Rewrite the listing below, changing each "put a dot on" to "place a marker on" and leaving everything else as it is.
▽
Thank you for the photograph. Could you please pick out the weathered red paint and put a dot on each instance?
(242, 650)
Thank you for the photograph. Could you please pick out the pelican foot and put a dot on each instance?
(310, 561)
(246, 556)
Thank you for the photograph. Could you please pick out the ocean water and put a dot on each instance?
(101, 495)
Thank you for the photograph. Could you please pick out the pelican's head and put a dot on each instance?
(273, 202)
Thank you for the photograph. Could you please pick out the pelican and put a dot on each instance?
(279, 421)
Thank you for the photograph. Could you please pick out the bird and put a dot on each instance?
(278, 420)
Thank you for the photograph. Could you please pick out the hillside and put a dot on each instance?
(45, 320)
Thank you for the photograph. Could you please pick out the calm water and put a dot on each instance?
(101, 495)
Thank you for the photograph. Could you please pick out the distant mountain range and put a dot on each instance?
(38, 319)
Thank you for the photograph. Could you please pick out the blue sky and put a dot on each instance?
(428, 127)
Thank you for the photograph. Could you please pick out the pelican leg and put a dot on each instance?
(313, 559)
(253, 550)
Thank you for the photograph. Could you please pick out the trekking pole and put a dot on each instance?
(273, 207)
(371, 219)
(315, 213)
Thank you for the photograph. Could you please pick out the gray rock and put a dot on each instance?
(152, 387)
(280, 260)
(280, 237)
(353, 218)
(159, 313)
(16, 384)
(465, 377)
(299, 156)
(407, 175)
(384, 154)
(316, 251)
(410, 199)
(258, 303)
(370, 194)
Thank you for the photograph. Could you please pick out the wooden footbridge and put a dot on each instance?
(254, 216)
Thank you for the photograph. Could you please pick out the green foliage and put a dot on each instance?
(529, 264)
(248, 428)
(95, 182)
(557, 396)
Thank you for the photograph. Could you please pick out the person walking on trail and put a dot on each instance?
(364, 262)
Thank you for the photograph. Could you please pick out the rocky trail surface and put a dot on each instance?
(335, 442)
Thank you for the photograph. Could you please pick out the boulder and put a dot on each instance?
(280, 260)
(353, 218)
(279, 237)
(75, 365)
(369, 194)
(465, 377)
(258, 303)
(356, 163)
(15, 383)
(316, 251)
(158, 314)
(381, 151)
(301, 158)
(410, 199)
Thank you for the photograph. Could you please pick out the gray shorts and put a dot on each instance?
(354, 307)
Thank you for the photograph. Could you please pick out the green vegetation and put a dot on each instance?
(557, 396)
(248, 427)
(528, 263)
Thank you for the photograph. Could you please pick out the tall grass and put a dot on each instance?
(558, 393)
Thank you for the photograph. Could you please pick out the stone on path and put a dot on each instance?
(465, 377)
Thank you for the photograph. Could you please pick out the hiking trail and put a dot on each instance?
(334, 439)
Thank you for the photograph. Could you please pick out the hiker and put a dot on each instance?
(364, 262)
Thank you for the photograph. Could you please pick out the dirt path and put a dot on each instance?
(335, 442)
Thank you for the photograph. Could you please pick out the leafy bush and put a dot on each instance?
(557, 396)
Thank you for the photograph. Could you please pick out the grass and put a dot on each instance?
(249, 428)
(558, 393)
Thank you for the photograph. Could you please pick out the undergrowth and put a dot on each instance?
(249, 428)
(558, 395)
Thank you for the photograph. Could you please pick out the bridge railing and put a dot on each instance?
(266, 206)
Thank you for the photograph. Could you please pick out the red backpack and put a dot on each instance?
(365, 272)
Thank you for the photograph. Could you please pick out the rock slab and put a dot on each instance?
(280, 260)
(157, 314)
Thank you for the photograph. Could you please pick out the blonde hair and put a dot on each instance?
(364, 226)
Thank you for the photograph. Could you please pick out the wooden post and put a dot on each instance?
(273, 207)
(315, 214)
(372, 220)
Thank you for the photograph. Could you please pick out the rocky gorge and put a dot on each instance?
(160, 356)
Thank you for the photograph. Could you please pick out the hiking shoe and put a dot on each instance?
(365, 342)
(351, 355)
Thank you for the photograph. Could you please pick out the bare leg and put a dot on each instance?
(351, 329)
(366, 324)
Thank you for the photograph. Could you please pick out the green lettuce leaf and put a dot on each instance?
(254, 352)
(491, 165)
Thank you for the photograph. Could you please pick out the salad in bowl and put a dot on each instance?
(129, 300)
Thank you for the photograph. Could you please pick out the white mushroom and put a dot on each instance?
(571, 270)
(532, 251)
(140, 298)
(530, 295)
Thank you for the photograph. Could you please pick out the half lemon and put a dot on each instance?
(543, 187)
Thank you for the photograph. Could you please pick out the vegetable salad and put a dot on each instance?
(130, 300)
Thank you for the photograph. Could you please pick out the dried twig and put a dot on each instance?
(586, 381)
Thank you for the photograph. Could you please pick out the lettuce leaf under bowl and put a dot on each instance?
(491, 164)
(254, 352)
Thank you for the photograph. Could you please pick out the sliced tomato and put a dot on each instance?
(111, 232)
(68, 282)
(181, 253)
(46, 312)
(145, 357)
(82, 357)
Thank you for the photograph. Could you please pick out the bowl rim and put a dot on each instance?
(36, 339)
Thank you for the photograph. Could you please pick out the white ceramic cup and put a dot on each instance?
△
SOLUTION TO THE PROBLEM ->
Thank you for the photograph. Could you please pick out the weathered red paint and place a marker on each instance?
(242, 650)
Thank you for the photograph. Could you please pick out the pelican foot and place a marker on each instance?
(310, 561)
(246, 556)
Thank you for the photograph. Could you please pick out the ocean water and place a marker on each instance?
(101, 495)
Thank you for the photograph. Could you please pick out the pelican's head and place a marker on each instance?
(273, 202)
Thank you for the photograph. Could you please pick out the pelican and place a marker on each instance?
(279, 421)
Thank you for the photograph. Could you please pick out the bird and place a marker on each instance?
(278, 420)
Thank you for the photograph. Could you please pick out the hillside and place a marker on each instance?
(45, 320)
Thank you for the photograph. Could you please pick out the calm water and place a marker on each instance?
(101, 495)
Thank you for the photograph. Could you please pick out the distant mountain range and place a marker on each instance?
(38, 319)
Thank you for the photograph. Could you please pick out the blue sky and place a marker on each instance?
(428, 127)
Thank you for the photograph. Could you please pick out the pelican leg and place a marker on each instance?
(313, 559)
(253, 550)
Thank you for the photograph. Could you please pick out the trekking pole and place a marker on each instance?
(273, 207)
(371, 219)
(315, 213)
Thank you for the photograph. Could you please pick out the gray rock and place a marker on each instance?
(152, 387)
(280, 260)
(280, 237)
(353, 218)
(159, 313)
(16, 384)
(465, 377)
(299, 156)
(407, 175)
(384, 154)
(316, 251)
(410, 199)
(258, 303)
(370, 194)
Thank you for the photograph. Could you please pick out the wooden footbridge and place a marker on each instance?
(254, 216)
Thank you for the photograph. Could you please pick out the green foliage and place a marker on each instance?
(529, 264)
(248, 428)
(95, 182)
(557, 396)
Thank you for the photograph. Could you please pick out the person walking on trail and place a marker on each instance?
(364, 262)
Thank you for the photograph. Could you please pick out the rocky trail surface and place a marker on each instance?
(335, 442)
Thank you for the photograph. Could you please pick out the boulder and place a marker on each instance?
(280, 260)
(353, 218)
(279, 237)
(75, 365)
(369, 194)
(465, 377)
(258, 303)
(356, 163)
(15, 383)
(316, 251)
(158, 314)
(381, 151)
(301, 158)
(410, 199)
Thank you for the photograph. Could you please pick out the gray shorts and place a marker on each instance?
(354, 307)
Thank you for the photograph. Could you please pick out the green vegetation and place a marker on each instance?
(557, 396)
(248, 427)
(528, 263)
Thank you for the photograph. Could you please pick out the tall grass and place a marker on each instance?
(558, 393)
Thank you for the photograph. Could you please pick out the stone on path and place a marker on each instance?
(465, 377)
Thank you for the photograph. Could you please pick out the hiking trail and place a marker on each instance?
(334, 439)
Thank you for the photograph. Could you please pick out the hiker and place a marker on each instance?
(364, 262)
Thank you for the photograph. Could you please pick out the dirt path and place a marker on each instance?
(335, 442)
Thank you for the photograph. Could you please pick out the leafy bush and place a marker on each instance?
(557, 396)
Thank you for the photograph. Could you please pick out the grass and place a marker on each instance?
(249, 428)
(558, 393)
Thank you for the photograph. Could you please pick out the undergrowth and place a marker on each instance?
(249, 428)
(558, 395)
Thank you for the photograph. Could you please pick out the bridge railing and place a marker on each instance?
(266, 206)
Thank you for the photograph. Could you please pick out the red backpack and place a marker on each instance?
(365, 272)
Thank you for the photograph. Could you please pick out the rock slab and place a marker on each instance?
(280, 260)
(157, 314)
Thank you for the photograph. Could you please pick out the blonde hair and place a marker on each instance?
(364, 226)
Thank you for the photograph. Could you please pick out the wooden post and place a marker on each instance?
(273, 207)
(315, 214)
(372, 220)
Thank you for the photograph. Could you please pick out the rocky gorge and place a marker on each instance?
(160, 356)
Thank you for the photograph. Could you please pick out the hiking shoe and place a marker on each instance?
(365, 342)
(351, 355)
Thank you for the photograph. Could you please pick out the bare leg and place a marker on each instance?
(351, 329)
(366, 324)
Thank you for the photograph. Could you please pick out the green lettuce leaf and place a marker on each instance?
(254, 352)
(491, 165)
Thank you for the photograph. Could you please pick out the salad in bowl and place a marker on each instance?
(129, 300)
Thank you for the photograph. Could you please pick out the white mushroom and place a marker on each instance?
(571, 270)
(532, 251)
(140, 298)
(530, 295)
Thank you for the photograph. Could you please pick out the half lemon and place a marker on each instance?
(543, 187)
Thank you for the photograph. Could you please pick out the vegetable salad and place a marker on each instance?
(130, 300)
Thank you for the photograph. Could you please pick out the dried twig and place a marker on each instance?
(586, 381)
Thank you for the photograph. Could you please pick out the lettuce leaf under bowl and place a marker on each instance?
(491, 164)
(254, 352)
Thank you for the photograph. Could you please pick out the sliced tomato and place a marker on each instance?
(111, 232)
(68, 282)
(181, 253)
(46, 312)
(145, 357)
(82, 357)
Thank you for the photograph. Could you please pick out the bowl rim and place a marker on each instance?
(36, 339)
Thank you for the photograph. Could you please pick out the white ceramic cup and place a marker on each instance?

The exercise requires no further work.